**What to do**
Give the records back exactly as written, but without the images.

**Task inputs**
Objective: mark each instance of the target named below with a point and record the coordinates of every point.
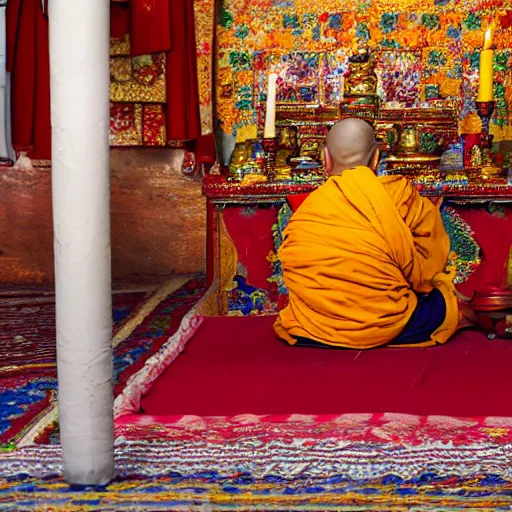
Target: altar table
(245, 222)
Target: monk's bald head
(350, 143)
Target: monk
(364, 257)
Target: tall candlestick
(485, 86)
(270, 113)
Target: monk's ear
(327, 161)
(374, 161)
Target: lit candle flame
(488, 39)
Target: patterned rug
(357, 462)
(28, 383)
(348, 462)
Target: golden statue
(476, 156)
(361, 79)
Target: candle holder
(270, 148)
(485, 110)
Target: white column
(6, 149)
(79, 81)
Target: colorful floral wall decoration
(425, 51)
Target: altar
(434, 82)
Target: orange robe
(353, 255)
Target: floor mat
(358, 462)
(27, 330)
(238, 366)
(28, 384)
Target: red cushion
(296, 200)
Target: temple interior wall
(425, 52)
(158, 221)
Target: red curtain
(168, 26)
(28, 62)
(154, 26)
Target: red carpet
(236, 366)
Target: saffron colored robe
(353, 255)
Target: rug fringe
(141, 313)
(29, 438)
(148, 307)
(128, 400)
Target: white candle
(270, 113)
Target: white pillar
(6, 149)
(79, 82)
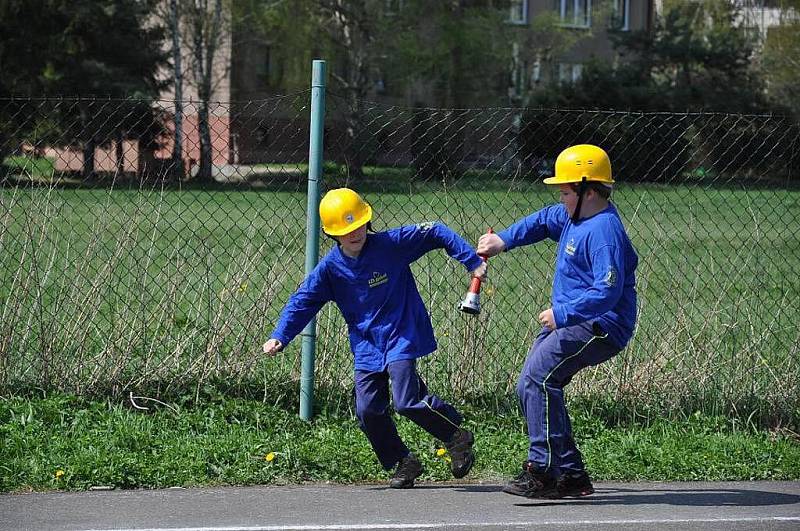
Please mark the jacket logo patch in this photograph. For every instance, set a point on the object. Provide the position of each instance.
(378, 279)
(611, 277)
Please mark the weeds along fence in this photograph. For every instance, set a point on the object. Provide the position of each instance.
(135, 263)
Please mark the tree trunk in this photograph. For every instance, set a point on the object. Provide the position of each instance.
(206, 160)
(119, 152)
(177, 147)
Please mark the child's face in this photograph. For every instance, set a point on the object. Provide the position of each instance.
(568, 197)
(353, 242)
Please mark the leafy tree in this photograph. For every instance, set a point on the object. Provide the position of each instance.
(83, 48)
(781, 58)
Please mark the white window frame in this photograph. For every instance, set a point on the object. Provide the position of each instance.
(514, 14)
(575, 22)
(569, 73)
(625, 12)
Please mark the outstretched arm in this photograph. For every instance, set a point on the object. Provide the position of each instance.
(545, 223)
(303, 305)
(416, 240)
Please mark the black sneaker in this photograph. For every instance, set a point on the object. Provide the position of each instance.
(407, 471)
(574, 485)
(461, 455)
(531, 483)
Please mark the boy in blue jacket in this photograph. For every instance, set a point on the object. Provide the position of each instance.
(367, 275)
(591, 319)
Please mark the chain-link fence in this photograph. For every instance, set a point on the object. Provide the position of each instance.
(128, 268)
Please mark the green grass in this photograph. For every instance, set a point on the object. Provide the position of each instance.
(225, 442)
(102, 291)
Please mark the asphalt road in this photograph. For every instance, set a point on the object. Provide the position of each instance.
(469, 507)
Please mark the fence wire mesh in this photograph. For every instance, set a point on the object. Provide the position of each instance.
(126, 267)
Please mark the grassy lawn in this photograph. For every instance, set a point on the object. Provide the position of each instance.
(70, 443)
(149, 290)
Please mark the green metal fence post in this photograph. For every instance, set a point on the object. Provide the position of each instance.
(312, 230)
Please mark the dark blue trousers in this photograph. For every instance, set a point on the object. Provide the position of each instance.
(411, 399)
(556, 356)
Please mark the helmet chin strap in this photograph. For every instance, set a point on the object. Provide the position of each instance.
(581, 188)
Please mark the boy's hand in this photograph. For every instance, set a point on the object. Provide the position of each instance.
(547, 319)
(490, 244)
(272, 347)
(480, 271)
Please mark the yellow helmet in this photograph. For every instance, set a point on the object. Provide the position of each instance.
(583, 160)
(342, 211)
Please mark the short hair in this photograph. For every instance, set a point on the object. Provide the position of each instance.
(603, 190)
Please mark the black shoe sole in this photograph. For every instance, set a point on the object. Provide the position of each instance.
(548, 494)
(459, 473)
(407, 484)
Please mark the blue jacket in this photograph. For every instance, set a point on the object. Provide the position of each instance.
(376, 293)
(595, 267)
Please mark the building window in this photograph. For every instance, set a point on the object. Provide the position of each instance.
(621, 15)
(569, 73)
(576, 13)
(518, 12)
(393, 7)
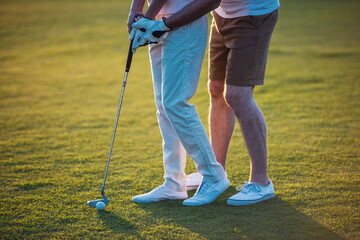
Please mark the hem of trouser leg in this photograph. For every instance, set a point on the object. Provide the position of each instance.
(173, 185)
(214, 179)
(244, 83)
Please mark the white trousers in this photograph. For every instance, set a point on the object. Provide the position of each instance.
(176, 64)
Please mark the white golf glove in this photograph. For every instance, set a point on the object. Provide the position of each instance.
(146, 31)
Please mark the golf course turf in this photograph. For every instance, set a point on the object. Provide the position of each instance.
(61, 70)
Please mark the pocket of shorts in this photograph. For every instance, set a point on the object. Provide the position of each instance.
(259, 20)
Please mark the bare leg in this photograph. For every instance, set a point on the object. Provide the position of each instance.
(221, 121)
(253, 128)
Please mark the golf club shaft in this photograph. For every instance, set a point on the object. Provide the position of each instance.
(127, 69)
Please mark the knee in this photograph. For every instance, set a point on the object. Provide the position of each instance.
(238, 101)
(216, 89)
(171, 106)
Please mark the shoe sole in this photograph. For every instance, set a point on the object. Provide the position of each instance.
(195, 204)
(157, 200)
(249, 202)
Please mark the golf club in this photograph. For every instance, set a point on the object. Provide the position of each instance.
(105, 200)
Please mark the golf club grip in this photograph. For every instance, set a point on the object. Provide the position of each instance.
(128, 62)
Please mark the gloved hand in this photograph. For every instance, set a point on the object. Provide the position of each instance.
(146, 31)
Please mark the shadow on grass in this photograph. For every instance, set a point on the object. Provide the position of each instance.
(273, 219)
(117, 224)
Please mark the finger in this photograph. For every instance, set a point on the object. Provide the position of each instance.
(132, 34)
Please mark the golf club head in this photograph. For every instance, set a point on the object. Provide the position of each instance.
(93, 203)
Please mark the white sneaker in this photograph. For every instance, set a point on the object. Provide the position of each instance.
(159, 194)
(193, 181)
(251, 193)
(207, 193)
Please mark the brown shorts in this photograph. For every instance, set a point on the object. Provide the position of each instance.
(239, 48)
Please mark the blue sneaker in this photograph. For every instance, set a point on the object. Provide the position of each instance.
(251, 193)
(207, 193)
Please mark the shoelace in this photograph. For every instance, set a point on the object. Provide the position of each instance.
(203, 188)
(159, 188)
(248, 187)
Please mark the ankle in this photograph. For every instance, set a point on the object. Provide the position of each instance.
(261, 182)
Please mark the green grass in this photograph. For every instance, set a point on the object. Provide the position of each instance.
(61, 72)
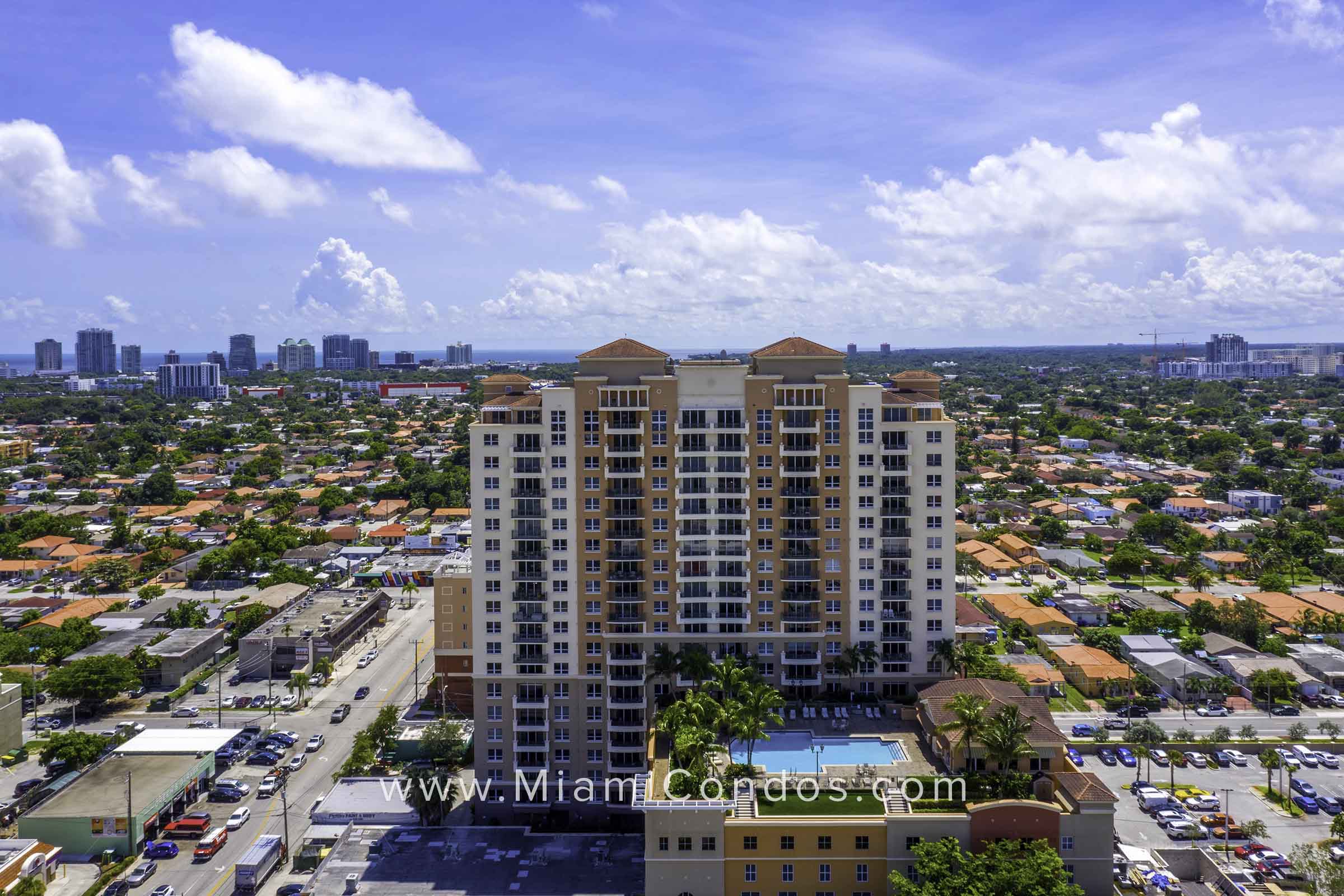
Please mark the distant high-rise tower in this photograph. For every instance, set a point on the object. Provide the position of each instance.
(335, 348)
(296, 356)
(131, 365)
(459, 354)
(360, 354)
(46, 355)
(96, 351)
(242, 352)
(192, 381)
(1225, 347)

**Exercise output**
Objective: mark each instance of the target named below with a point and record the coordinates of every point.
Target: altar table
(245, 222)
Target: monk's bald head
(350, 143)
Target: monk
(364, 257)
Target: tall candlestick
(485, 86)
(270, 113)
Target: monk's ear
(327, 161)
(374, 161)
Target: lit candle flame
(488, 39)
Target: patterned rug
(357, 462)
(28, 383)
(348, 462)
Target: golden statue
(476, 156)
(361, 79)
Target: candle holder
(270, 148)
(485, 110)
Target: white column
(6, 149)
(79, 81)
Target: colorful floral wall decoration
(425, 51)
Target: altar
(434, 82)
Target: orange robe
(353, 255)
Target: floor mat
(358, 462)
(27, 330)
(238, 366)
(28, 384)
Target: red cushion
(296, 200)
Target: temple interior wall
(425, 52)
(158, 221)
Target: red curtain
(168, 26)
(28, 62)
(154, 26)
Target: red carpet
(236, 366)
Target: saffron colored robe
(353, 255)
Target: rug fringe
(141, 313)
(29, 438)
(148, 307)
(128, 400)
Target: white candle
(270, 113)
Target: white pillar
(6, 149)
(79, 82)
Please mark the jacket logo patch in this photograph. For every instance, set a point on the object. Provide the position of each instance.
(378, 279)
(611, 277)
Please mark the weeds along fence in this photograph. For every instance, set a point on the object. Provide the position of each instance.
(135, 263)
Please mark the tree trunk in this photograph. For every instance, set a point on the object. Provide the position of each instance.
(206, 160)
(119, 152)
(177, 147)
Please mark the child's face in this photograph. For every instance, set a point on the object. Provide the position of each instance.
(568, 197)
(353, 242)
Please mark the leafy tree in this photograph. For every instance, set a point on the object. Provide the position of each instance.
(83, 48)
(781, 58)
Please mark the white window frame in this photograph. For every instance, set a point on the object. Provide the position of each instance.
(514, 14)
(575, 22)
(569, 73)
(625, 12)
Please mark the outstretched arm in this photograph. For every instance, set a point on the object. Provide the position of each instance.
(545, 223)
(303, 305)
(416, 240)
Please mark the black sneaker in this photograph. For every instance, set a point on the object. Provide the position of each instance.
(407, 471)
(574, 485)
(461, 455)
(531, 483)
Please mark the boy in blue jacket in this photograph. For every instance, set a point on the object. Provide the position of each instance.
(367, 275)
(591, 319)
Please mark the chain-link fence in this photograph. For every instance, set a point on the object. Provide the position of each instance.
(128, 268)
Please mark the green grass in this photograph. For every instance, set a point on the object. Provide the position of each instance.
(225, 442)
(102, 291)
Please mark the asphalt road in this photograph. For every instance, set a point on the object. Provide the position of each instance.
(469, 507)
Please mark the fence wire mesh in this photograph. For every instance, set a point on the object. Provide the position of each instance.
(126, 267)
Please mark the grassy lawn in this photograph. For every instance, set a point on the object. Provide the position of each instance.
(70, 443)
(149, 290)
Please mark the green metal fence post in this photograph. For every instance, set a point on the object. Provide the position of each instance.
(312, 230)
Please mark the dark blue trousers in this photograph. For every instance, set a point on the object. Provide the position of each instance.
(411, 399)
(556, 356)
Please mark the helmet chin strap in this photograph. For every instance, set a point on the object. Provide the position of each instance.
(581, 188)
Please mark the boy's hand in this photograph. For every instance, set a point on the object. Provide the position of each instance.
(547, 319)
(490, 244)
(272, 347)
(480, 271)
Please mark the yellow helmet in this photograph. For every instance, set a point on the object. Provide the position of each instance.
(583, 160)
(342, 211)
Please mark the short hair in this photograph. For every instance, set a point on the object. Provide the position of each instance.
(603, 190)
Please mark the black shoe sole in this photograph. For every instance, set a point on the object. Provide the position of each instance.
(548, 494)
(459, 473)
(407, 484)
Please mark the blue jacket in this photograph. For every instance, set a point on the object. Provide the position of each instance.
(376, 293)
(595, 267)
Please mark the building window in this photograph. For every instance, set a point on the object. Provide the position of each instance.
(621, 15)
(569, 73)
(576, 13)
(518, 12)
(393, 7)
Please mark the hem of trouser leg in this photograph. For every instance, set a point on the object. Provide the position of each instance.
(173, 185)
(214, 179)
(244, 83)
Please mark the white trousers in this photograph. For every instance, set a point on the object. Provide the position of each instance.
(176, 64)
Please mark the white golf glove in this photograph. For every instance, set a point on the object. Provide the position of each instance.
(146, 31)
Please mark the golf course turf in this photograph. For every instance, set a point on the object. Provide the position of each instance.
(61, 70)
Please mark the pocket of shorts in this photograph. For every instance, set a point on the object. Provide the position of each instance.
(259, 20)
Please mark the bare leg in this photograph. For every instance, set a point on the object. Provide the position of each instance.
(221, 121)
(253, 128)
Please mark the golf club shaft in this photograph. For every instance, set a point on the object. Provide the position of each instance.
(127, 69)
Please mark the knee in this photograph. For every instance, set a point on the object. Provide the position of each instance.
(238, 101)
(216, 89)
(171, 106)
Please mark the shoe sole in this photograph. For every instance, set a point on the object. Provide the position of each instance.
(195, 204)
(157, 200)
(249, 202)
Please mark the golf club in this photograph. For every instance, set a point on the object. Provide the position of each instance.
(105, 200)
Please mark the golf club grip in this photograph. For every instance, set a point on the object. Provide the position of each instance.
(128, 62)
Please mark the gloved hand in this photograph. For every instance, set a point on the object. Provide the position of each instance.
(146, 31)
Please mark the shadow on grass in this photograph. For every instance, set a point on the object. Provide the position of each instance.
(273, 219)
(117, 224)
Please mark the finger in this photograph. For every instance, set a point on the object. Provide the position of each instance.
(132, 34)
Please mark the golf club head in this photograph. For every instance, set a point on the object. Provide the position of each instance.
(93, 203)
Please mark the white sneaker in this photograph. For every instance, set a point on the object. Provide the position of each instance.
(159, 194)
(193, 181)
(251, 193)
(207, 193)
Please mark the brown shorts in this photograph. For every instance, set a point on the object. Provide the position of each instance.
(239, 48)
Please mark the blue sneaker in this photograph. For every instance, set a point on the object. Provide the position of each instance.
(251, 193)
(207, 193)
Please mark the shoelace in this photograph. For every instance, set a point on the object. Provide the position of each instance.
(203, 188)
(159, 188)
(248, 187)
Please mark the ankle in this photograph. For every instance, set a point on the object. Provide the position of each instance.
(261, 182)
Please mark the green grass in this photograph. For every instance, set a point on the object. Provide the position of each instance.
(61, 72)
Please mark the distant high-rise tower in this photograph. For every instance, set a point on the object. Provide the position of each instance.
(335, 348)
(296, 356)
(131, 365)
(459, 354)
(360, 354)
(46, 355)
(96, 351)
(242, 352)
(192, 381)
(1225, 347)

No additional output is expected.